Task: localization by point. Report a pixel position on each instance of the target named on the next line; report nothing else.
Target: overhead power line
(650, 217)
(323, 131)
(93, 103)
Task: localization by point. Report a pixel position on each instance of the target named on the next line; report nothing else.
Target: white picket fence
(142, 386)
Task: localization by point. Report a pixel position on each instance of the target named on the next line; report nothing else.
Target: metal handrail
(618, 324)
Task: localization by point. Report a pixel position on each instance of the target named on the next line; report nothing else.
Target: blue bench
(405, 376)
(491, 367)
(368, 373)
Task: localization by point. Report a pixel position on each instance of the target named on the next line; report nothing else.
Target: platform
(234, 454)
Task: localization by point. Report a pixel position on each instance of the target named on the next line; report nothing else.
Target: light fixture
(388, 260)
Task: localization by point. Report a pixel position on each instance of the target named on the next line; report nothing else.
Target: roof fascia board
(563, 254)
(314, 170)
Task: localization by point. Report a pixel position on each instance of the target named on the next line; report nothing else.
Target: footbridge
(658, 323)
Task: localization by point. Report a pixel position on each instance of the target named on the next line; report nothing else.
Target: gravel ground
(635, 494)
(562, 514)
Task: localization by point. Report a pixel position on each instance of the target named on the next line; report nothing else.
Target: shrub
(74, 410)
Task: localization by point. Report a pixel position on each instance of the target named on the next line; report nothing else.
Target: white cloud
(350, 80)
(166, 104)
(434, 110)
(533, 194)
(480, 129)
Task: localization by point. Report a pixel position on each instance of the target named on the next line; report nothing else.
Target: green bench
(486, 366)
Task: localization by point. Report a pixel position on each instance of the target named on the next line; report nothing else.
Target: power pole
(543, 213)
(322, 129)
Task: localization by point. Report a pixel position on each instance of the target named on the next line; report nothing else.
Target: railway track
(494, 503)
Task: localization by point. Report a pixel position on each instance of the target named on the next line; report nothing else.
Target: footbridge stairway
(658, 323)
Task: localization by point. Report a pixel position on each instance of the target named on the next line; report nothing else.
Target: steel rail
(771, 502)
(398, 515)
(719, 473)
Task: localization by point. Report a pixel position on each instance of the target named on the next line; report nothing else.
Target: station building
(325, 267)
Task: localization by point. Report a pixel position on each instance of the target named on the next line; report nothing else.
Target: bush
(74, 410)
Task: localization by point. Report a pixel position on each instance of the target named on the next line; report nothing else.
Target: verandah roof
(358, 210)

:: Assignment ::
Word for word, give the material above a second time.

:: Worked solution ::
Task: localization by point. Report a pixel position on each instance of the target named on the next line; report nothing else.
Target: overhead power line
(650, 217)
(323, 131)
(93, 103)
Task: localization by point. Report a pixel position on each instance of the target named on the next line; report nothing else.
Target: white picket fence
(142, 386)
Task: localization by point. Report a pixel position on each instance of the target named on the next line; report nothing else.
Target: metal handrail
(618, 324)
Task: localization by point. Report a pixel position on each instance of the target named on the next line; report nothing else.
Target: blue bench
(405, 376)
(491, 367)
(368, 373)
Task: localization by point. Report a pixel position on each instance of the target named on the next line; report nothing else.
Target: platform
(234, 454)
Task: localization by point. Report a pixel position on each instance of the target named on the next line; report nothing else.
Target: light fixture
(388, 260)
Task: localization by point. Report a pixel position on each instance of the target named on the next line; report nothing else.
Target: roof fascia board
(563, 254)
(314, 170)
Task: localization by point. Report a pixel position on each instance of the target named on the next line; report nothing else.
Target: footbridge
(658, 323)
Task: localization by point. Report a pixel position on each instance of the target named on the next line; report nothing else.
Target: gravel ground
(635, 494)
(562, 514)
Task: localization by point. Report a pixel position on each instance of the target named on the next line; report nothing else.
Target: shrub
(74, 410)
Task: localization by point. Report a pixel position on each instance of the target named on the next line; report nothing else.
Target: white cloud
(350, 80)
(166, 104)
(434, 110)
(533, 194)
(480, 129)
Task: localization by point. Report a pixel position on each instance of the target named on the next line; report nothing else.
Target: green bench
(486, 366)
Task: localization by point. Report a pixel position on each instance of the target named on the next line; report nothing else.
Target: power pole
(543, 213)
(322, 129)
Task: localization by point. Report a pixel position on each instance of the target named on the next line; report nothing else.
Target: railway track
(494, 503)
Task: localization by point. Report a pixel position on each instance of the target named on the next line; report nothing else.
Target: footbridge stairway
(658, 323)
Task: localization by point. Report a pixel position on each instance of the target named on the next line; report nothing else.
Target: steel rail
(771, 502)
(398, 515)
(719, 473)
Task: localization by point. Report a pixel position on each instance of the target named on the next line; report nothing else.
Target: station building
(325, 267)
Task: localization by point. Report a pixel position on each instance of the target named on the next line; report nothing else.
Target: bush
(74, 410)
Task: localization by point. Report a pixel position on each instance of the target named on the next line; report nothing else.
Target: verandah roof
(358, 210)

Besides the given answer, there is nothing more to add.